DO THIS:
Every line of the data must be copied exactly.

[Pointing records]
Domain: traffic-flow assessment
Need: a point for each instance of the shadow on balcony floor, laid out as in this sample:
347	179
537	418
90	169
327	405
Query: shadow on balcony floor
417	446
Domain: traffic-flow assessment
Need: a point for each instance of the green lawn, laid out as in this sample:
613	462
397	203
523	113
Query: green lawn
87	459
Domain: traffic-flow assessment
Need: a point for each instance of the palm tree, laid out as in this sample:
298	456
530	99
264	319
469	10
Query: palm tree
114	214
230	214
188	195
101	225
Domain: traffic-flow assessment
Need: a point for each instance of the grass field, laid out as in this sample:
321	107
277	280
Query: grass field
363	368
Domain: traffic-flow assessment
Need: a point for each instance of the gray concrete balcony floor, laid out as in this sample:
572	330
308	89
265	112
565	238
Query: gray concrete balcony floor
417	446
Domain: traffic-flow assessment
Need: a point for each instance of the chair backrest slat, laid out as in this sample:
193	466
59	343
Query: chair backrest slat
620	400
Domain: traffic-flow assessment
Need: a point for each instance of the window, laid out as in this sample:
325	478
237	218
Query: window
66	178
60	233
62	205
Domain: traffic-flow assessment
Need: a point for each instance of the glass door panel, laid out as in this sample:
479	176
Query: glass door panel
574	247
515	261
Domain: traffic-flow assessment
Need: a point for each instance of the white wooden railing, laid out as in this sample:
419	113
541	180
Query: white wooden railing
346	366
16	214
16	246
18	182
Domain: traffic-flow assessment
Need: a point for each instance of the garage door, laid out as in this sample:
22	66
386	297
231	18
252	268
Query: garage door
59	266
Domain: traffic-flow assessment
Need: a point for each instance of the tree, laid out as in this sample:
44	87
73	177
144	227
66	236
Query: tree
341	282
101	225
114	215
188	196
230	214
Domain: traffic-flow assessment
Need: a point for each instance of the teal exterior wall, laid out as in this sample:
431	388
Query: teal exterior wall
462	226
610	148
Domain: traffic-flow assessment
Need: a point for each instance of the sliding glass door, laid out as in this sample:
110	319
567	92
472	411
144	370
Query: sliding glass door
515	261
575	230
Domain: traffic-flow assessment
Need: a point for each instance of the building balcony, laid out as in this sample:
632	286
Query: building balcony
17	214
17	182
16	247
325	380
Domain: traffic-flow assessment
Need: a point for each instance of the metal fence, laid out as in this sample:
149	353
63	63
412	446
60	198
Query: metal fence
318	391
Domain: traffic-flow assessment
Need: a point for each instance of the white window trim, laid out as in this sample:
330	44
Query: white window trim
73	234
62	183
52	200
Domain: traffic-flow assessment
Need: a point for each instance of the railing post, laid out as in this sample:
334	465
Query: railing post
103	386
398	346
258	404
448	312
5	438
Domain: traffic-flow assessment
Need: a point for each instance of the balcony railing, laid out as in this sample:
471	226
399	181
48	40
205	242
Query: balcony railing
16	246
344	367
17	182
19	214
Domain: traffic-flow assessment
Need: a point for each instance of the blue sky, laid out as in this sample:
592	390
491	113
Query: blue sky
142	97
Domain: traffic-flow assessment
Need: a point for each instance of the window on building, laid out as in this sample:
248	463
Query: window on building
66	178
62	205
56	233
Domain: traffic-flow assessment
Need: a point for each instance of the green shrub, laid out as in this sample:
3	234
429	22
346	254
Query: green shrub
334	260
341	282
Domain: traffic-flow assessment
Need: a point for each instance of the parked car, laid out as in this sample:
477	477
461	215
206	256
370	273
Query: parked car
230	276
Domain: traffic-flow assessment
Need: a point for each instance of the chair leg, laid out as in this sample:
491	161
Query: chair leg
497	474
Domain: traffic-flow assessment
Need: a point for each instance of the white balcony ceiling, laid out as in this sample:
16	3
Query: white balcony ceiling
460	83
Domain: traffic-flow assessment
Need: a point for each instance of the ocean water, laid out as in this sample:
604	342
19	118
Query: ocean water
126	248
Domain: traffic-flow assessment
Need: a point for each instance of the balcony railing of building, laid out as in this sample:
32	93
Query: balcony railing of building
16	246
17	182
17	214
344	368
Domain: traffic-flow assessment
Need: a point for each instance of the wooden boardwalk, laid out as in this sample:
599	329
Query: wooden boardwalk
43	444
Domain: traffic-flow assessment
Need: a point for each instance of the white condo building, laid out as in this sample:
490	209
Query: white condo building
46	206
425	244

ANSWER TO THE TASK:
Domain: traffic-flow assessment
Need: a point for each instance of the shadow on balcony floor, laid out as in this sample:
347	179
537	418
90	169
327	405
Query: shadow on balcony floor
417	446
Domain: traffic-flow assessment
Need: a point for each instance of the green lawn, laid out as in this sample:
613	462
397	203
523	113
Query: green lawn
87	459
Domain: traffic-flow assessment
Need: a point for each instance of the palm tree, laid out as in this sample:
298	456
530	99
264	319
469	10
Query: palm tree
114	214
230	214
188	195
101	225
Domain: traffic-flow assessment
Need: a point for each instance of the grass field, laid out as in this sample:
321	107
277	280
Query: grass field
363	368
Domain: traffic-flow assessment
Need: a point for each instance of the gray concrete balcony floor, laid out as in this sample:
572	330
308	89
265	112
565	238
Query: gray concrete balcony floor
417	446
Domain: traffic-flow assessment
Need: a point for each instance of the chair backrest slat, laid out as in this sample:
193	466
59	343
Query: chair backrest slat
620	400
Domain: traffic-flow assessment
Need: a point for each instance of the window, laid out as in this sample:
325	478
237	218
Query: window
66	178
60	233
62	205
Domain: traffic-flow assessment
Need: a point for each instance of the glass door panel, laid out as in this sample:
479	176
Query: glass door panel
574	247
515	261
Domain: traffic-flow assessment
Need: a point for each instance of the white wooden railing, laid out as in this sample:
419	113
541	180
Query: white wooden railing
346	366
16	214
16	246
18	182
Domain: traffic-flow assessment
Need: a point for each instance of the garage door, laid out as in this sample:
22	66
386	297
231	18
252	268
Query: garage door
59	266
Domain: traffic-flow assessment
Need: a point for each instance of the tree, laid out as in this sample:
44	87
73	177
144	227
66	236
Query: tree
341	282
101	225
114	215
188	196
230	214
Domain: traffic-flow assessment
Need: a point for each instance of the teal exterior wall, laid out as in this sample:
431	388
Query: teal exterior wall
462	226
610	148
Domain: traffic-flow assessment
Need: a point for each instance of the sliding glass door, laid out as in this sample:
110	319
567	92
472	411
144	370
Query: sliding glass door
515	261
575	230
Domain: traffic-flow assessment
Need: a point for each instance of the building balcony, laid out as in this sample:
632	286
Query: building balcony
17	214
17	182
16	247
325	380
Domain: traffic-flow assessment
Need: a point for each instance of the metal fence, laid out as in this sample:
149	353
63	63
412	446
60	198
Query: metal fence
318	391
Domain: traffic-flow assessment
Need: a point for each instance of the white window trim, laid out as in this sample:
330	44
Query: white window trim
73	234
62	183
52	200
Domain: traffic-flow assessment
Need: a point for each instance of the railing post, laid out as in this sample:
334	465
Query: railing post
103	386
398	346
258	404
448	312
5	438
Domain: traffic-flow assessment
Need: a point for each instance of the balcony railing, laid out as in this sample:
471	226
399	181
48	40
205	242
Query: balcony railing
16	246
344	367
17	182
19	214
Domain: traffic-flow assessment
Need: a point for each instance of the blue sky, laid out as in this sample:
592	390
491	113
Query: blue sky
142	97
Domain: traffic-flow assessment
Need: a point for each instance of the window on building, laid out as in this sample:
248	463
Query: window on building
66	178
62	205
56	233
Domain: traffic-flow assessment
Need: a point for each instance of the green shrub, laid out as in this sample:
3	234
429	22
346	254
Query: green shrub
334	260
341	282
Domain: traffic-flow assessment
Need: a point for each instance of the parked car, laid out as in this sample:
477	477
461	215
206	256
370	273
Query: parked car
230	276
Domain: traffic-flow assessment
Need: a point for each instance of the chair leg, laid out as in this sample:
491	161
Query: chair leg
497	474
Domain: traffic-flow assessment
Need: a point for each instance of the white balcony ceiling, laid out as in this sample:
16	3
Query: white balcony ceiling
460	83
Domain: traffic-flow assessment
Need: a point for each instance of the ocean water, laid out as in this sample:
604	342
19	118
Query: ocean water
126	248
Domain: traffic-flow assessment
Need: a point for each instance of the balcony railing of building, laid out as in this sample:
32	93
Query: balcony railing of building
16	246
17	182
17	214
344	368
Domain: traffic-flow assessment
Need: a point for each instance of the wooden boardwalk, laid out as in this sample:
599	329
Query: wooden boardwalk
43	444
Domain: traffic-flow assessment
Need: a point for each instance of the white condo building, laid out as in this sample:
490	209
Query: white condo building
46	206
425	244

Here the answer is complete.